* SET PROBLEM *
Pick out every line in the records below that contains the word "blonde" and copy each one.

## start

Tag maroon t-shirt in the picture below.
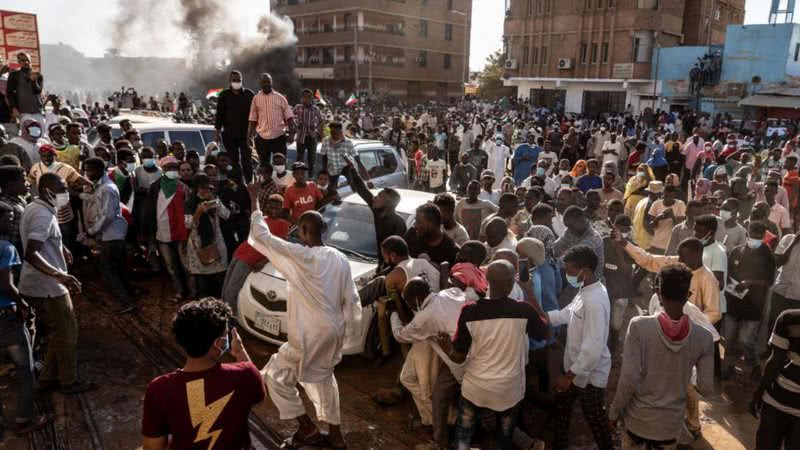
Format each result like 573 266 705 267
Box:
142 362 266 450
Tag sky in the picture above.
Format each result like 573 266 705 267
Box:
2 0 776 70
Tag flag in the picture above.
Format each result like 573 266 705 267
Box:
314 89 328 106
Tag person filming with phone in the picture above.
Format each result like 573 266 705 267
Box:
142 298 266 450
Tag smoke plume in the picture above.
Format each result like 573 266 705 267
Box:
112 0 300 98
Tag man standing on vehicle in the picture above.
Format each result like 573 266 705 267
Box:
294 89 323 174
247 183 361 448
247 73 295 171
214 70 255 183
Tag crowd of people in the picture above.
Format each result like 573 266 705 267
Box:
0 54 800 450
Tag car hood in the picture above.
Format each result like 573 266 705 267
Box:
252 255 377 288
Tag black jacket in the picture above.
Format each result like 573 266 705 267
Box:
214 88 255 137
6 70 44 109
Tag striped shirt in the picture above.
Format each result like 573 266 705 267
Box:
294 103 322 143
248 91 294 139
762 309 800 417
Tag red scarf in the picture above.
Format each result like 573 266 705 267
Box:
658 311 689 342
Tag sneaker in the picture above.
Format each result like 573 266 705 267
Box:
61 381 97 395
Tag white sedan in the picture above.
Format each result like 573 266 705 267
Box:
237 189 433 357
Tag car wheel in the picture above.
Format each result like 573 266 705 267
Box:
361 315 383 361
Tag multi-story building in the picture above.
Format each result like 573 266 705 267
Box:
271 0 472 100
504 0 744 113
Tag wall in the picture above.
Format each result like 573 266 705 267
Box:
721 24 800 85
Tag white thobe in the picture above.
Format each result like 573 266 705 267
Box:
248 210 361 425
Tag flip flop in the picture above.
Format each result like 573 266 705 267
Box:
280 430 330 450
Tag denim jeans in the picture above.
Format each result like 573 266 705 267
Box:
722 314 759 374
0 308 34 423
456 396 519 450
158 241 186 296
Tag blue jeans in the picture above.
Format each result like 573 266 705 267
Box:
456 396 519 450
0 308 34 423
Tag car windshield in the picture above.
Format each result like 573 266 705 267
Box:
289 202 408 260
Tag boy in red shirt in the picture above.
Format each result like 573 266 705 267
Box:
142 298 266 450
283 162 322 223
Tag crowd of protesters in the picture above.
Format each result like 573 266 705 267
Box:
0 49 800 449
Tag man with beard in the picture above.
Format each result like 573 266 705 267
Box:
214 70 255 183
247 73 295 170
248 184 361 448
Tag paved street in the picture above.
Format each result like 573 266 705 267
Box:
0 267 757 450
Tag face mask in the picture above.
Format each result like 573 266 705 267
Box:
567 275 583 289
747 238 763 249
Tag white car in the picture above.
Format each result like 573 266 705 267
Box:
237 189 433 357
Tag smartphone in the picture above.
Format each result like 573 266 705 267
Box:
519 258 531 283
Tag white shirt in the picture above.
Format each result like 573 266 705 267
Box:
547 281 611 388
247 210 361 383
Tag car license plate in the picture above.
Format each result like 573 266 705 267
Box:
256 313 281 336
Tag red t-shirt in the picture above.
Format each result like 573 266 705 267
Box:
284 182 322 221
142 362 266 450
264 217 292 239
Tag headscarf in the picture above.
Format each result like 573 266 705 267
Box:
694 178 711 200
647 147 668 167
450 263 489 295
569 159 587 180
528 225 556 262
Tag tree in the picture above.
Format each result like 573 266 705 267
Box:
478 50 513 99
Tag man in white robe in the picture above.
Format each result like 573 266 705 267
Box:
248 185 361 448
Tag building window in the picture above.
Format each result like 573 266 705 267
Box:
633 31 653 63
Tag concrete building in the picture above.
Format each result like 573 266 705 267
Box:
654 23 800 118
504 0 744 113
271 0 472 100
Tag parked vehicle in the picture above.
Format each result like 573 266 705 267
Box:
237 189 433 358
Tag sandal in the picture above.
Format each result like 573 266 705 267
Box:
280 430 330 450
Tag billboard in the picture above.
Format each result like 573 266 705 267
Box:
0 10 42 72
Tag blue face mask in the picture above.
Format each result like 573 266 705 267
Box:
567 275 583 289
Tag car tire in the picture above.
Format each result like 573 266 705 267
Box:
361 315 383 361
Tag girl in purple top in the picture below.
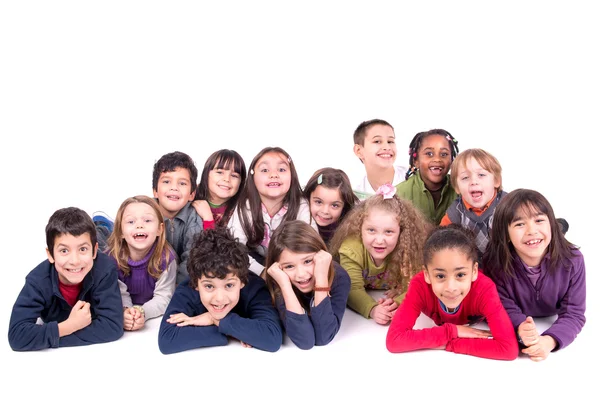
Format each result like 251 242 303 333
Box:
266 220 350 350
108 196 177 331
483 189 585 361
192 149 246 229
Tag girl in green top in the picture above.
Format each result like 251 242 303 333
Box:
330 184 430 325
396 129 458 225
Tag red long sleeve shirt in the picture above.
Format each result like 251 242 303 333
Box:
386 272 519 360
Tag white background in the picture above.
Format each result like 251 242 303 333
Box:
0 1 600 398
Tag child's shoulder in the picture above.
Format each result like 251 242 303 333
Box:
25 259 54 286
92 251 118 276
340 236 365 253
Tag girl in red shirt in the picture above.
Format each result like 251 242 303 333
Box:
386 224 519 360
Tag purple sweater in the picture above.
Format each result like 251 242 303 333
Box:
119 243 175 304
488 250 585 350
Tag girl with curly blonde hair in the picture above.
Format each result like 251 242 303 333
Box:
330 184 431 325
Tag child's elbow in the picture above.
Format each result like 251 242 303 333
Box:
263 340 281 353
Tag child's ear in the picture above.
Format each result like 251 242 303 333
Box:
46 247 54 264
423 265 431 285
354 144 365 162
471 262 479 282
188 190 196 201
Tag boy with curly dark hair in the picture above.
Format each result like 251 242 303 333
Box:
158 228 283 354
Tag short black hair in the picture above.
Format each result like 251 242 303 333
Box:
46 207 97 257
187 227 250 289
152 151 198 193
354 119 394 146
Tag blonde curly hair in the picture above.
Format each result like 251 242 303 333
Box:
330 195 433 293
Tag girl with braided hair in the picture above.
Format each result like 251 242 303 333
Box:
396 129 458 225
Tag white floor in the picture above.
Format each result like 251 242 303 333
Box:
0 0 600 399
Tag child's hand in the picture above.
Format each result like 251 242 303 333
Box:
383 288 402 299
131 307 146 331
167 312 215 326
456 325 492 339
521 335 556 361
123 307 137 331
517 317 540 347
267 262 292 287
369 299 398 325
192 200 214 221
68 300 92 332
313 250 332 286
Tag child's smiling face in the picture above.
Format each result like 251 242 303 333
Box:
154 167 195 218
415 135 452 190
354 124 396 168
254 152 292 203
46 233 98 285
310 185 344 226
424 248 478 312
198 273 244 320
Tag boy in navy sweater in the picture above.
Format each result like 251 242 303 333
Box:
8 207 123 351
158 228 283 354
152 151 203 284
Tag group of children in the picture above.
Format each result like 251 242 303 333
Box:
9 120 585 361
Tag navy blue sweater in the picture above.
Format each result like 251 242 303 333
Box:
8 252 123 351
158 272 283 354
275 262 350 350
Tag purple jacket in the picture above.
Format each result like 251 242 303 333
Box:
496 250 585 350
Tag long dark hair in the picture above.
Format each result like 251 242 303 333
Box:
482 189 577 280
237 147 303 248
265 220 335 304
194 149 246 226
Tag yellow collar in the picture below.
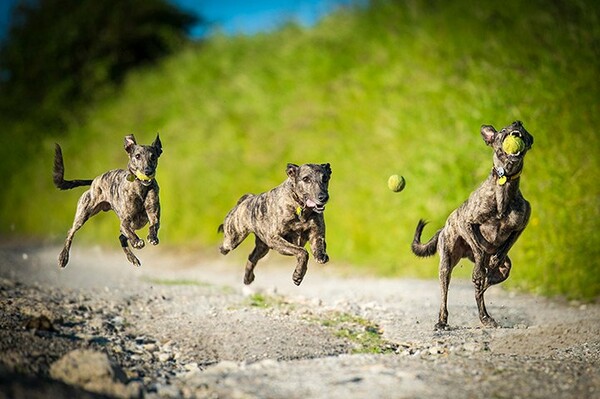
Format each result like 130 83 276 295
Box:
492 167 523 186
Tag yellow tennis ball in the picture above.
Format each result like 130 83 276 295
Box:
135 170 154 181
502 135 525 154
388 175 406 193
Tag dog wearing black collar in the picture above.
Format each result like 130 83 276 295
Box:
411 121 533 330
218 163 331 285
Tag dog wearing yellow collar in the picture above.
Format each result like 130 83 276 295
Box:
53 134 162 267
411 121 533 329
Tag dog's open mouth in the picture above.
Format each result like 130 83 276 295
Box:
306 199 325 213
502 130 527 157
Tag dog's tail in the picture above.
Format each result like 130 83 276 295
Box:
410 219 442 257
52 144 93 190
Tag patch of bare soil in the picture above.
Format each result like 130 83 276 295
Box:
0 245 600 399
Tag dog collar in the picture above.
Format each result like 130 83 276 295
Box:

## end

* RIGHT ANSWER *
Tag girl with curly blonde hair in the picture above.
Tag blonde curly hair in the picture above.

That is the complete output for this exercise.